#### Work request:
What you should end up with is an exact copy of the lines from the one holding "the white wall." through the last line of the entries below, both included, and nothing else; leave every picture out.

(Photo-based referring expression data)
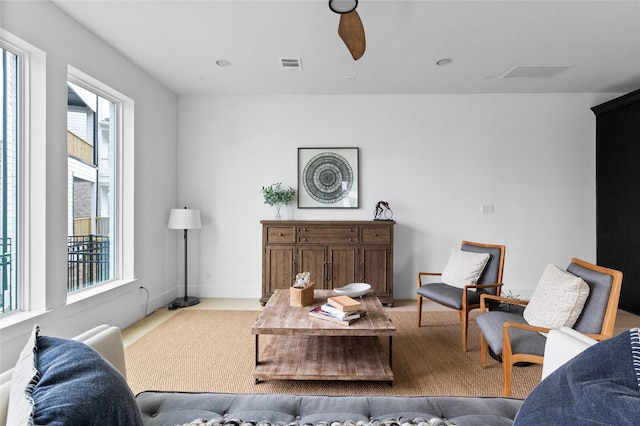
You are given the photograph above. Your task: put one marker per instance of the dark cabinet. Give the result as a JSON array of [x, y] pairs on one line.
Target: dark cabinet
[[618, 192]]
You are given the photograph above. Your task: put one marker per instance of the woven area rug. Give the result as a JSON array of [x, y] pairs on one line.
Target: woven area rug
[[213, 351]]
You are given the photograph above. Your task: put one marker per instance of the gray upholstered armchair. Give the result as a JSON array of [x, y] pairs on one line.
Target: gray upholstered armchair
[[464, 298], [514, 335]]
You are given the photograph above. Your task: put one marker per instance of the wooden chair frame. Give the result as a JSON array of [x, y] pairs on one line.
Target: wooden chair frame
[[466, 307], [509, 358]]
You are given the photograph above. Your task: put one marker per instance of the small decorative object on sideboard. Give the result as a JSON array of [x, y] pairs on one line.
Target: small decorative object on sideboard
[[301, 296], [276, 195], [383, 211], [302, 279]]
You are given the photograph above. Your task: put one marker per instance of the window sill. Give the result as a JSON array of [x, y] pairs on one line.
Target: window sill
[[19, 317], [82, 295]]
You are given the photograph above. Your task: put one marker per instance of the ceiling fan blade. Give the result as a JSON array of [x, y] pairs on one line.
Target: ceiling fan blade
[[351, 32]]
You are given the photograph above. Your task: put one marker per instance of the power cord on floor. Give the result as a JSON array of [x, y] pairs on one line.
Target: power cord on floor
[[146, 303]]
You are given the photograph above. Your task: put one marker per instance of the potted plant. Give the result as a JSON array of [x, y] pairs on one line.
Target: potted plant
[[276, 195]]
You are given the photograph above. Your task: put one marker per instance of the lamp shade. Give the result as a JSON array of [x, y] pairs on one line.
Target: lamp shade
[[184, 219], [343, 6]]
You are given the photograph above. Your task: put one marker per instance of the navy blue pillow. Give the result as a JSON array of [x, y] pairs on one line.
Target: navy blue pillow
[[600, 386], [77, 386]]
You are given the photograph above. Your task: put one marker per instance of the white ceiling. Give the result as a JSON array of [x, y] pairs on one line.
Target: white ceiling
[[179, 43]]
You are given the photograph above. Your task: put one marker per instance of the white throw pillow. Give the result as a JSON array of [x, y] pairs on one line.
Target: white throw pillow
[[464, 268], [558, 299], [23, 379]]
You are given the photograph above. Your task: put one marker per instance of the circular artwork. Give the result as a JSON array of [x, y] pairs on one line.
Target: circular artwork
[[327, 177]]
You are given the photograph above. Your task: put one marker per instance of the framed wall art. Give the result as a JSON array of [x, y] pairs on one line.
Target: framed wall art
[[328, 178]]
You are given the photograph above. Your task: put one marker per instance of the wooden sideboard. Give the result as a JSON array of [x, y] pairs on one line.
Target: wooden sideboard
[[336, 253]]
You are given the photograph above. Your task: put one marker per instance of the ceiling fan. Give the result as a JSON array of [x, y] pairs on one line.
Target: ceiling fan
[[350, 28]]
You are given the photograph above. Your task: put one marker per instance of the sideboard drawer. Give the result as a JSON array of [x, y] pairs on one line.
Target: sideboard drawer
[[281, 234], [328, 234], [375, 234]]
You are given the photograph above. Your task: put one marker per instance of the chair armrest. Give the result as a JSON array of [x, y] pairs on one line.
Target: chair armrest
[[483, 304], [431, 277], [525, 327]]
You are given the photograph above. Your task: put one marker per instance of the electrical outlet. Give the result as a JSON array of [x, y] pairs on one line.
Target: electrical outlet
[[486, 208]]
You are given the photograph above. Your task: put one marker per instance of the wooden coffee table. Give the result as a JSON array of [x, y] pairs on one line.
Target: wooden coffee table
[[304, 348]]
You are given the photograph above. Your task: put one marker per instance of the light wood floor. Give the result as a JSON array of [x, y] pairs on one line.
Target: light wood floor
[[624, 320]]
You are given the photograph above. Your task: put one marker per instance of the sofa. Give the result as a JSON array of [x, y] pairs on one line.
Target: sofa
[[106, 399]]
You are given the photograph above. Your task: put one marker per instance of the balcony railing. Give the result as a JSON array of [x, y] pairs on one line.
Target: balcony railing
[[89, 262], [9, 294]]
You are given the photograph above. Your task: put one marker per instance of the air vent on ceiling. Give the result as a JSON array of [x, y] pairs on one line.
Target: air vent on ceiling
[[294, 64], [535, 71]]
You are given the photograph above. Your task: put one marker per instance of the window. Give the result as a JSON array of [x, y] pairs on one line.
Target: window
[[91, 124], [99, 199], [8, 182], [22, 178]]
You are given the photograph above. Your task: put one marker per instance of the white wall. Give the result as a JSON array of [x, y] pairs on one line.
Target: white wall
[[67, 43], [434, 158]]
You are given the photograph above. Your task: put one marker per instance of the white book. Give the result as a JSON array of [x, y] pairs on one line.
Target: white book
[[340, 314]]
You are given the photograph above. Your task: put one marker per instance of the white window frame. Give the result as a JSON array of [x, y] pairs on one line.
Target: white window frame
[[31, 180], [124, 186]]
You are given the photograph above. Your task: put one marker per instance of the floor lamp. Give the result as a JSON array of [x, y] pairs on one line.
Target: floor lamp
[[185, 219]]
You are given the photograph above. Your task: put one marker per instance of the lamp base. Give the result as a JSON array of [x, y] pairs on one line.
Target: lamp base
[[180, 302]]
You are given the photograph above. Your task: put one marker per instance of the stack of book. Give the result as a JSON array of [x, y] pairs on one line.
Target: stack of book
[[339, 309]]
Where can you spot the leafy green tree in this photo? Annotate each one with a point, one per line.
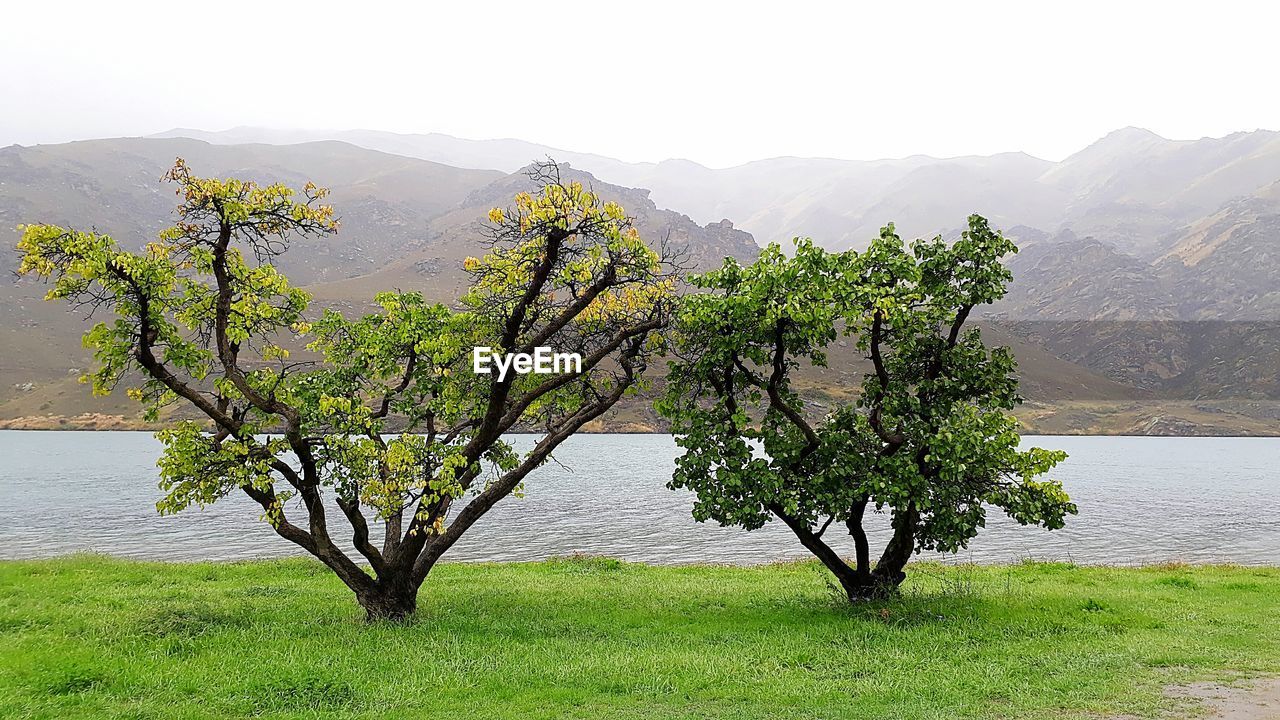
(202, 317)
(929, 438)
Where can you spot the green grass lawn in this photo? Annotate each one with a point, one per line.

#### Answer section:
You are given the photograph above. Your task: put one marker per instance of the white wall. Give the result as a JSON array of [x, y] pairs on one line.
Target: white wall
[[67, 43], [434, 158]]
You are given the photograph above. Your task: put one marker per instance of the white book. Give the result as a JSON array of [x, y] pairs on one line.
Target: white book
[[340, 314]]
You are given the photograph above. Your task: put one marker per instance of the white window frame. Give the result as a JSON array of [x, y] pairs on one line.
Target: white window frame
[[31, 180], [124, 186]]
You are given the photograph above. Your task: put one marker per instance of the floor lamp. Give the result as a JSON array of [x, y] pairs on one line.
Target: floor lamp
[[185, 219]]
You are given the photograph above. Your task: put one marker per instance of the lamp base. Give the result as a JSON array of [x, y] pairs on one line.
Target: lamp base
[[180, 302]]
You are given the photograph above. Your task: put one marker per instance of the stack of book. Give the result as a JSON array of [x, y] pairs on one line.
Target: stack of book
[[339, 309]]
Where can you spot the leafy green tree in this photo? Annotate each one with a point, one per line.
(202, 317)
(929, 438)
Where can you spot the green grass lawn in this photo? Annotate each one with a point, one per line.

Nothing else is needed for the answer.